◆ Written request ◆
Could you rescale the items below, from the line containing "floor. Keep to one point per instance." through the end of the items, reproducing every line with its request? Multiply each point coordinate in the answers by 0.3 and round to whole numbers with halves going up, leaving the requests unchanged.

◆ Input material ◆
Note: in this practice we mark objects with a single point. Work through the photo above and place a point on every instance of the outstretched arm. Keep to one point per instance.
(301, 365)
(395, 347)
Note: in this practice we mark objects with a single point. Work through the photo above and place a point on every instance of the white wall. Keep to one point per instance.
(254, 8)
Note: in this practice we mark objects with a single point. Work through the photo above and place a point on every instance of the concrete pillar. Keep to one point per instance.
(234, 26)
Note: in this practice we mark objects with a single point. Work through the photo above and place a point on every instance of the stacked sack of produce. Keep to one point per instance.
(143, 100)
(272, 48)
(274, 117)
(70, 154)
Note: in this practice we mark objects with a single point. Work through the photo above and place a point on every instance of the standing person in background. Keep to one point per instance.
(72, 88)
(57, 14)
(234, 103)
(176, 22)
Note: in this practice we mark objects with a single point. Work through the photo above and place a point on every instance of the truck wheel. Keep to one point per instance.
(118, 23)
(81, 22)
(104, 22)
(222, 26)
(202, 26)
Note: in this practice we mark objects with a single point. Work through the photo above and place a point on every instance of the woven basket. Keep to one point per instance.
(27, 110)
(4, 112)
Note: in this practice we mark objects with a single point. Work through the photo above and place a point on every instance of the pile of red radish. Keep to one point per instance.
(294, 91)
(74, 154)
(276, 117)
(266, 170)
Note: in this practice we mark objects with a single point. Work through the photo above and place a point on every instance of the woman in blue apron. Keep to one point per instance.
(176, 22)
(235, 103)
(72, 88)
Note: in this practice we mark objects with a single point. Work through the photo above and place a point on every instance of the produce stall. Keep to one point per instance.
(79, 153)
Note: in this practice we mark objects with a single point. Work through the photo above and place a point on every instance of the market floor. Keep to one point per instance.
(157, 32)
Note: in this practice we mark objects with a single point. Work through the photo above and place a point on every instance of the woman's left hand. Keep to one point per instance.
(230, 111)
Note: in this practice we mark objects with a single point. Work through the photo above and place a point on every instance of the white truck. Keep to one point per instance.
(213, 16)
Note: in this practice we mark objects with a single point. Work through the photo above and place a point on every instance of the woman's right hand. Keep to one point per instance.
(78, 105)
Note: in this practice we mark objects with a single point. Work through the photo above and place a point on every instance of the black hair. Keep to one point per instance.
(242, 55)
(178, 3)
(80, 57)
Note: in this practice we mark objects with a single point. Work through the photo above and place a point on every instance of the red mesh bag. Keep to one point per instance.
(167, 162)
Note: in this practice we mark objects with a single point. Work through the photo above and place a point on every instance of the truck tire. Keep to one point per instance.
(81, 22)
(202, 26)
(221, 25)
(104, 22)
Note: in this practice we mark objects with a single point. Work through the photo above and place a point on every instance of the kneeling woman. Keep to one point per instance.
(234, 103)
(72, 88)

◆ Written solution ◆
Note: in this practice we mark objects with a single point. Work through the photo above and place a point on every instance of the market floor. Keep to one point per instance.
(47, 10)
Note: in this practice we mark objects with a single point. Work through the photo above and place a point on every instance of the woman's left hand. Keep to one point per instance.
(69, 33)
Note: in this practice we mark objects with a single point. Work through the photo above and place a point on every instance of the white truck. Keep to one point per instance.
(64, 5)
Note: in this practice we mark objects with a single point. Work through the photo above and place a point on every instance of the woman's right hand. Keep to one point per instance.
(23, 32)
Note: in this practice we mark objects with a single point. Work through the photo above and place a point on every instance of the black hair. Keep to one point per instance.
(73, 17)
(53, 1)
(24, 17)
Note: in this practice we mark objects with a single point. Work through the photo above and place a point on every instance of the red mesh bag. Keep to one point per instance.
(50, 49)
Note: in this practice we mark objects with a single point. Work through the photo above and place a point on every instance of the truck tire. Keep to one point per instance.
(24, 7)
(61, 8)
(66, 8)
(31, 7)
Note: in this practice we mark objects with a single point. Work through the photo above and place a point on every instance of the kneeling woman. Keep to one point per instance.
(70, 31)
(22, 26)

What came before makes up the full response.